▶ _EXERCISE DETAILS_: Extract each line of the items below that contains the string "gradient", matching case exactly.

--- begin DATA PROVIDED ---

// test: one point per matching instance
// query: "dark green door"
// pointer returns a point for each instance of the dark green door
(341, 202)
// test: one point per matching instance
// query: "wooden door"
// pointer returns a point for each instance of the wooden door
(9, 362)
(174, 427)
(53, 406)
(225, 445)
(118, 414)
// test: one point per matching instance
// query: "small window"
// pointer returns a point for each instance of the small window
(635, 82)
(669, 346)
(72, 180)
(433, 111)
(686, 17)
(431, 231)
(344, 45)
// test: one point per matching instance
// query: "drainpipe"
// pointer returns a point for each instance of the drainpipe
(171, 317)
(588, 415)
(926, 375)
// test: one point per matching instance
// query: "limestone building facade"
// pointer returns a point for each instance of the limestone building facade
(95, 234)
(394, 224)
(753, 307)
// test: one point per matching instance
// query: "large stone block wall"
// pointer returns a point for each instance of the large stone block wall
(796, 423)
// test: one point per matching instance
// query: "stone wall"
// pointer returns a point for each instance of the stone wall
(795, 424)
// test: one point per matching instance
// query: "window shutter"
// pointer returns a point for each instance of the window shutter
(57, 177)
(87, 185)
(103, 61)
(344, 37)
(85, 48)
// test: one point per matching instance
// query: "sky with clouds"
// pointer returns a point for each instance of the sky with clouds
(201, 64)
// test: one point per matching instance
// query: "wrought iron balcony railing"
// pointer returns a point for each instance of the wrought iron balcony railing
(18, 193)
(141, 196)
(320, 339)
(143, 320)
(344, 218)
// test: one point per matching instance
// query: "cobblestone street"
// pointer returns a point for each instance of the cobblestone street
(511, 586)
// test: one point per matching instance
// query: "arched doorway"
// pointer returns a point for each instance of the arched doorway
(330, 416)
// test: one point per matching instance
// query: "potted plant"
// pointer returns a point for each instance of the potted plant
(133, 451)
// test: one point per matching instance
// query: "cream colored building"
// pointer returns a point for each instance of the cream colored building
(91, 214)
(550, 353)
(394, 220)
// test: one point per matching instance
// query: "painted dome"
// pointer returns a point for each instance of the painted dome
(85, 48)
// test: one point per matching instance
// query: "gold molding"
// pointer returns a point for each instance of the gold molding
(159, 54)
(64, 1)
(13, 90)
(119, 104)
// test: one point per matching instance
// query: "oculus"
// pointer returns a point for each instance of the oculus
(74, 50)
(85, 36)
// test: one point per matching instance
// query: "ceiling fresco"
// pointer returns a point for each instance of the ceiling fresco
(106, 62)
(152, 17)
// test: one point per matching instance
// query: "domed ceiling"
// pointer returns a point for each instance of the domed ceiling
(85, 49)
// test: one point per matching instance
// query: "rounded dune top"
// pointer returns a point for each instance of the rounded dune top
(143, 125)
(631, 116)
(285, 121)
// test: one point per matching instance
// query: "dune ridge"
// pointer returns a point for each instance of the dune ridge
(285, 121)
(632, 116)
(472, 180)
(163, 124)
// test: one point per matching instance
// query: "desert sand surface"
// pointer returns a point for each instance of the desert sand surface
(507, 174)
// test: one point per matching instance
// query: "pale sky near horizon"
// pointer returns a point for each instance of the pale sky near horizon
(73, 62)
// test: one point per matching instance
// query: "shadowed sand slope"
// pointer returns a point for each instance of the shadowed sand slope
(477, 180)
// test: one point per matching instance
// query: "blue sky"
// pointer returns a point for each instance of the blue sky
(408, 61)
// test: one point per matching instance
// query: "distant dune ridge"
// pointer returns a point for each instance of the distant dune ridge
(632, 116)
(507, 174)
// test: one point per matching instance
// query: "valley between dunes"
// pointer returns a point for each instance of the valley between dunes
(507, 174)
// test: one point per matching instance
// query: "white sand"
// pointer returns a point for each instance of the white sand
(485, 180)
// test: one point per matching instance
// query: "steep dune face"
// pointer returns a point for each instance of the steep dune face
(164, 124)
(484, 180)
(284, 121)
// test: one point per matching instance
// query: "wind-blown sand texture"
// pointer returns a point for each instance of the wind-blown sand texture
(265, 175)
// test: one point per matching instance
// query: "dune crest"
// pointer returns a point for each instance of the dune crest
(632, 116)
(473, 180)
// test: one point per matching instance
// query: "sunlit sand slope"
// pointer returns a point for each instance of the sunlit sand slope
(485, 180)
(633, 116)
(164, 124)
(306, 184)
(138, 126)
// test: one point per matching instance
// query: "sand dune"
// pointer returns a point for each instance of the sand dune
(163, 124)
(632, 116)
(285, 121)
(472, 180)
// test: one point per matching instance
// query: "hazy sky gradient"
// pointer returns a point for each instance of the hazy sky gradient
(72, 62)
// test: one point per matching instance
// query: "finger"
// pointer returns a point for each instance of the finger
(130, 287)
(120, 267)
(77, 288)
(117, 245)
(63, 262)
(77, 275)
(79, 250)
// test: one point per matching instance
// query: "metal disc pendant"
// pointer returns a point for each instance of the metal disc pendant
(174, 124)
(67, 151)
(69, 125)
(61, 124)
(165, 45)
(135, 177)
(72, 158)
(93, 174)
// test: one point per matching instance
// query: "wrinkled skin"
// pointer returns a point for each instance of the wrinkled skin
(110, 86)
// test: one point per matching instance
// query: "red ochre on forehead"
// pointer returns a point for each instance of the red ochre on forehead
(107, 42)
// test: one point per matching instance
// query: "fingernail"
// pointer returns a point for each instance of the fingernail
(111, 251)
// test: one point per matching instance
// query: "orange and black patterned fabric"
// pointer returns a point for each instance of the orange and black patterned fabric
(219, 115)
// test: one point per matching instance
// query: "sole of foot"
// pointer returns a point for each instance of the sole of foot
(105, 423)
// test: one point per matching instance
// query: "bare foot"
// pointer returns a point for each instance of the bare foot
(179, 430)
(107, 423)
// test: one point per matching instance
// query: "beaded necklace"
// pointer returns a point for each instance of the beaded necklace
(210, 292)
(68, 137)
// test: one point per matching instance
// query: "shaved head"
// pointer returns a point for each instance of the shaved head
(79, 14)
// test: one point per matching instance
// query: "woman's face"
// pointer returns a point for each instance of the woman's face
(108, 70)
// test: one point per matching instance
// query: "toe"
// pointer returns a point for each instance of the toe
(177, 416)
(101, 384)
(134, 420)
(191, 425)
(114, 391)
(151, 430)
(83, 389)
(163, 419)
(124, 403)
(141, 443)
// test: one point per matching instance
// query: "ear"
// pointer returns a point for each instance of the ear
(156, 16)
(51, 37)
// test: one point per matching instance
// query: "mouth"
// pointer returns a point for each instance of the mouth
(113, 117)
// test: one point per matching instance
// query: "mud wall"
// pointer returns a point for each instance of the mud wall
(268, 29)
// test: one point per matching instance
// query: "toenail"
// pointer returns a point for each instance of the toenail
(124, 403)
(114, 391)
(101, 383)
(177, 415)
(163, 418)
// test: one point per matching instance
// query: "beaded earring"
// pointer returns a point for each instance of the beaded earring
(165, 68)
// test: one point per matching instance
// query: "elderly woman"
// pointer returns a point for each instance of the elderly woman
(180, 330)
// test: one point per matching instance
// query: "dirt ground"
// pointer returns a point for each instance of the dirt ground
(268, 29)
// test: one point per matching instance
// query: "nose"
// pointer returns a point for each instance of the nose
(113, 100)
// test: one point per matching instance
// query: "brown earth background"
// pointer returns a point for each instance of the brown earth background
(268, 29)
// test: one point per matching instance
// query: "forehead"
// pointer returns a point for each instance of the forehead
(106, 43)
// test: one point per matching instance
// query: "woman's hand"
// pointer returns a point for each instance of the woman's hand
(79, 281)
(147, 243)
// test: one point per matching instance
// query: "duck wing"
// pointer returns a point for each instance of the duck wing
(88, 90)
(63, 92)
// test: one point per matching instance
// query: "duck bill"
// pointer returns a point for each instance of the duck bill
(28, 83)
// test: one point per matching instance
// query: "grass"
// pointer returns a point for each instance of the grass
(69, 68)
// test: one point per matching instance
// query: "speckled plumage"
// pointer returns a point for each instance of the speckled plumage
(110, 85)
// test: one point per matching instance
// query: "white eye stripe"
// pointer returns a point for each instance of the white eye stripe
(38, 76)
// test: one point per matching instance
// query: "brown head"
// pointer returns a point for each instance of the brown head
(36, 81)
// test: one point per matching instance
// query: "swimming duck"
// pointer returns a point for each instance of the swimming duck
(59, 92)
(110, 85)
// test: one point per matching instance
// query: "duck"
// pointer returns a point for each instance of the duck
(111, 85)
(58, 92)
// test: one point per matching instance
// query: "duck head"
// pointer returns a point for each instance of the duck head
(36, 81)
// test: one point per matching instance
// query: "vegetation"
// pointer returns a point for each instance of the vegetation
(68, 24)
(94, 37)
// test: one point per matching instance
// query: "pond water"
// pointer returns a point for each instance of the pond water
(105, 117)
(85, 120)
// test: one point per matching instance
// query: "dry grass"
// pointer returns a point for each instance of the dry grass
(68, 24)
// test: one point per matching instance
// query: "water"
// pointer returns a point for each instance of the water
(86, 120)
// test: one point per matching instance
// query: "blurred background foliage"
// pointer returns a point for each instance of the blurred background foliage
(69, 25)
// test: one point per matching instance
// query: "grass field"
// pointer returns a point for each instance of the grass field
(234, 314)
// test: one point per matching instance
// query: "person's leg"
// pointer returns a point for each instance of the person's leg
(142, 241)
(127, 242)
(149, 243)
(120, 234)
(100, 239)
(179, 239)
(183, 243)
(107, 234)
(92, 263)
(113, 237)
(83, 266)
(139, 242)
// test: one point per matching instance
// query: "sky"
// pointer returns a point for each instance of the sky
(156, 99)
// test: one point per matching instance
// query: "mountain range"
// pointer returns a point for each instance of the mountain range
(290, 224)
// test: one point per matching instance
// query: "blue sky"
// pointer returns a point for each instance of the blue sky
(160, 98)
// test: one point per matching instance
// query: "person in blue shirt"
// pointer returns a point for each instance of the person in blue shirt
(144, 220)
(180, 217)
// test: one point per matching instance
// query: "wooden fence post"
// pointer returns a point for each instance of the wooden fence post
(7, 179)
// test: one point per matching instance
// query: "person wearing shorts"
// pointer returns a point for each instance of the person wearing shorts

--- end DATA PROVIDED ---

▶ _RESPONSE_:
// query: "hazy sky gradient"
// pointer returns a point for each instance of the hazy sky gradient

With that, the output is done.